## BEGIN Supplied data
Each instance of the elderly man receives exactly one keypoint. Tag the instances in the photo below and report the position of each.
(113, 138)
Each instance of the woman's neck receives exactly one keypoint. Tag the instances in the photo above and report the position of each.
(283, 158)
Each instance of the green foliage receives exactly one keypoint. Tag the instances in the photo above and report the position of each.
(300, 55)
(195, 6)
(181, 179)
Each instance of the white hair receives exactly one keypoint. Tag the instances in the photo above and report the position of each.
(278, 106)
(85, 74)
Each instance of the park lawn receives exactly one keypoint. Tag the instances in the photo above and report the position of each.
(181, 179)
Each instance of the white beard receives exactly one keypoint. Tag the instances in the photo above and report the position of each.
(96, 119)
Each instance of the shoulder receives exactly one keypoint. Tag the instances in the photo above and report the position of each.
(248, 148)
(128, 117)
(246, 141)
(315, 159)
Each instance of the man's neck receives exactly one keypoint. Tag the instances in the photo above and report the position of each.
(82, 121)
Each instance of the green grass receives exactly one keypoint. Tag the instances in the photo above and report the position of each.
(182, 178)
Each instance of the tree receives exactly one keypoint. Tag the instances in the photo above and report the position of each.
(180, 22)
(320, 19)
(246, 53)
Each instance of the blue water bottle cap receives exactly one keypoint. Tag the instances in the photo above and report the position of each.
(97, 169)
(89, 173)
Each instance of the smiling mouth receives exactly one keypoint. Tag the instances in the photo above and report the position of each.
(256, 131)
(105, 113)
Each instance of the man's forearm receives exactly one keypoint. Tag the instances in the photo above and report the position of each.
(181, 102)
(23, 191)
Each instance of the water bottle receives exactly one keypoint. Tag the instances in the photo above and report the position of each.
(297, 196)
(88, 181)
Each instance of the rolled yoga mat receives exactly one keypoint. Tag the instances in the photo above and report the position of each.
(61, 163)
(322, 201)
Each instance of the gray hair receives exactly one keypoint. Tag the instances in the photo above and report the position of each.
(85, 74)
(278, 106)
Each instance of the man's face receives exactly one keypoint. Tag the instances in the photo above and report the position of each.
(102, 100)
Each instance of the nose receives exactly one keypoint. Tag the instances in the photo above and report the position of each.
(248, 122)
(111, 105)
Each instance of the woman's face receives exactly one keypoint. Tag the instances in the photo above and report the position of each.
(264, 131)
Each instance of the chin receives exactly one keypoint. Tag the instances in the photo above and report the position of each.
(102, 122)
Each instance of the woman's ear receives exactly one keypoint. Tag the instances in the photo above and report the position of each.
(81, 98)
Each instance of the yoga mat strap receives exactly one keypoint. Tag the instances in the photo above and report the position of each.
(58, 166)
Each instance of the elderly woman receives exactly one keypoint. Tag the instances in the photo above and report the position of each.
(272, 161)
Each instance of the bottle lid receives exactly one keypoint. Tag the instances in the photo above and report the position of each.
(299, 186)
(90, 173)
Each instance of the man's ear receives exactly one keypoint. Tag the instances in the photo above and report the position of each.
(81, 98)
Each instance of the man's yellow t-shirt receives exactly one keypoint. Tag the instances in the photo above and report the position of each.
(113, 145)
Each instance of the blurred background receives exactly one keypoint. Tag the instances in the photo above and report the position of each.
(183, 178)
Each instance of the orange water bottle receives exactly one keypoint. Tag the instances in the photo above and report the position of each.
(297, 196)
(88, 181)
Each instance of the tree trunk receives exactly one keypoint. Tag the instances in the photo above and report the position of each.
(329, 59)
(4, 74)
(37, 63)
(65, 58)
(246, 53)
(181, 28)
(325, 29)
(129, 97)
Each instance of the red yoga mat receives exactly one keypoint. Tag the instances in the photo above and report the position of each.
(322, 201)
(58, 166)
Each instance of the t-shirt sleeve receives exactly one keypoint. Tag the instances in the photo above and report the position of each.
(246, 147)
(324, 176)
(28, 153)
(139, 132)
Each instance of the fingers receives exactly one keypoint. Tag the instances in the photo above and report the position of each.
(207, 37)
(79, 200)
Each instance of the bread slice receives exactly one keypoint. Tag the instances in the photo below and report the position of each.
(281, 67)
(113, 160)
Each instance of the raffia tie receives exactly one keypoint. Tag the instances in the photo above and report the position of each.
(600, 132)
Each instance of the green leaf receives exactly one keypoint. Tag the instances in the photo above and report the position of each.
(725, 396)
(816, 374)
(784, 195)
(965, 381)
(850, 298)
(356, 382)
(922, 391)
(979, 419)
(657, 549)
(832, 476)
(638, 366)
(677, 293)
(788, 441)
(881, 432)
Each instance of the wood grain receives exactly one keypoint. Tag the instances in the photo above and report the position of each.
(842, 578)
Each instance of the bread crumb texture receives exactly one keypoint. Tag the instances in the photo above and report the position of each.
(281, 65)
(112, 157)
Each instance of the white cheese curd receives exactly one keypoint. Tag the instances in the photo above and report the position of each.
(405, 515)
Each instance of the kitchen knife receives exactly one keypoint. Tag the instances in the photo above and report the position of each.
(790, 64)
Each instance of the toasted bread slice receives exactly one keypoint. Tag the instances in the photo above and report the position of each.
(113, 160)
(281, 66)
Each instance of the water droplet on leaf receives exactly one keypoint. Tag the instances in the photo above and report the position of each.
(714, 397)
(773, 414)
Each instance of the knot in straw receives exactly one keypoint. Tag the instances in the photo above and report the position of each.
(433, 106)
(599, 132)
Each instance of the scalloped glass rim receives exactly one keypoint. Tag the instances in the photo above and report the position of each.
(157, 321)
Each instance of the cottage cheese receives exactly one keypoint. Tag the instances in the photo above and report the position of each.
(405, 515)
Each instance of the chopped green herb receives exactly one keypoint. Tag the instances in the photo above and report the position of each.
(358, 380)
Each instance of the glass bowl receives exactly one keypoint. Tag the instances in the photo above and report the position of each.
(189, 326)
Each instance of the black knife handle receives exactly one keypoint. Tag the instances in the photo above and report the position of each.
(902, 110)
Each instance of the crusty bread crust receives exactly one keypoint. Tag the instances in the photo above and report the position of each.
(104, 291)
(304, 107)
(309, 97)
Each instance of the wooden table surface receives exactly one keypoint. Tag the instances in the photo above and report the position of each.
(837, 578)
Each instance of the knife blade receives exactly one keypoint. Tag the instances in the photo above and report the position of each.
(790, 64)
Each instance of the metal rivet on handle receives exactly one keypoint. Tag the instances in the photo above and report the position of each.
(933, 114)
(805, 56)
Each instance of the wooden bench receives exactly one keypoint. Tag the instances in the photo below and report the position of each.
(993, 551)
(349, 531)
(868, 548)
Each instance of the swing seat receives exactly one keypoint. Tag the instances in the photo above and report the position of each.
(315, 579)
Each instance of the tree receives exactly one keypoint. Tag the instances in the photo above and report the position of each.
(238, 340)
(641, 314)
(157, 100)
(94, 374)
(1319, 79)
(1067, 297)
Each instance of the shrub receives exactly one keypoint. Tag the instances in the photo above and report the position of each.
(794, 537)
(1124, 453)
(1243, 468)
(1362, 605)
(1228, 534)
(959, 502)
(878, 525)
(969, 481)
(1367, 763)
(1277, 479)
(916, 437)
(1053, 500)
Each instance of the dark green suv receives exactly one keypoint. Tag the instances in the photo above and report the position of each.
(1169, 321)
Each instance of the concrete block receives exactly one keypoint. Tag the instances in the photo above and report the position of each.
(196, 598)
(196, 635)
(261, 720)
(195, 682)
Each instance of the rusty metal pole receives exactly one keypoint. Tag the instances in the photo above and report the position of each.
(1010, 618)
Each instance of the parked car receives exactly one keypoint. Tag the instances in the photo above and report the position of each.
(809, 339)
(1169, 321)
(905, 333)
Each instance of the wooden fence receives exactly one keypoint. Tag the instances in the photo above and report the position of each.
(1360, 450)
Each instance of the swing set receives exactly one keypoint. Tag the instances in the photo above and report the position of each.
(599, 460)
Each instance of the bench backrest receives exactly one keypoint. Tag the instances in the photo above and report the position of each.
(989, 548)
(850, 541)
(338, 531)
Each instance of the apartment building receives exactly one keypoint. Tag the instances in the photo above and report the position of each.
## END Supplied data
**Task instructions:**
Starting at the line that contains "Each instance of the knife", repeat each line exactly through the last one in the listing. Include both of those lines and nothing more.

**Answer in full:**
Each instance of the knife blade receives exactly one keypoint. Tag the instances in the photo above and report the position of each.
(790, 64)
Each instance of the metal rivet on handle receives exactly one keypoint. Tag the instances in the photo above and report the position of each.
(933, 114)
(805, 56)
Each instance of the wooden bench receives exactly one keypoint. Tag the instances in the photo below and report the position of each.
(993, 551)
(349, 531)
(868, 548)
Each instance of the swing seat receives exactly one keypoint. Tag the instances in the photo above and report the position of each.
(315, 579)
Each instance of the tree receives exactly one keypoint. Tag the instances in the photo above and report the position of each.
(238, 340)
(641, 314)
(157, 100)
(94, 374)
(1319, 79)
(1067, 297)
Each instance of the shrub receives exactly one keypoint. Tag the instances in the photo above and report the position of each.
(794, 537)
(1124, 453)
(1243, 468)
(1362, 605)
(1228, 534)
(959, 502)
(878, 525)
(969, 481)
(1367, 763)
(1277, 479)
(916, 437)
(1053, 500)
Each instance of the dark green suv receives exactly one keypoint. Tag the instances in the photo above and report the position of each.
(1169, 321)
Each instance of the concrete block receives exactly one keypoint. Tag the instances in the photo above and report the position of each.
(196, 598)
(196, 635)
(261, 720)
(195, 682)
Each instance of the rusty metal pole receives exactly one keypoint. Tag the instances in the photo above and report the position of each.
(1010, 618)
Each instance of the parked car receives exactly one keypoint. Tag the instances in the photo above and report the position of each.
(809, 339)
(1169, 321)
(905, 333)
Each instance of the wooden fence receives exactly one keypoint. Tag the instances in the photo above and report the position of each.
(1360, 450)
Each instance of the swing set receives exactly one keypoint. Tag the instances in the photo above and report the position of each.
(599, 460)
Each instance of the bench backrest receives exactly one keypoint. Tag the instances in the photo above and report the position of each.
(989, 548)
(850, 541)
(338, 531)
Each instance of the apartment building receives exactly one keypoint. Tag the instances in the photo above and report the position of each.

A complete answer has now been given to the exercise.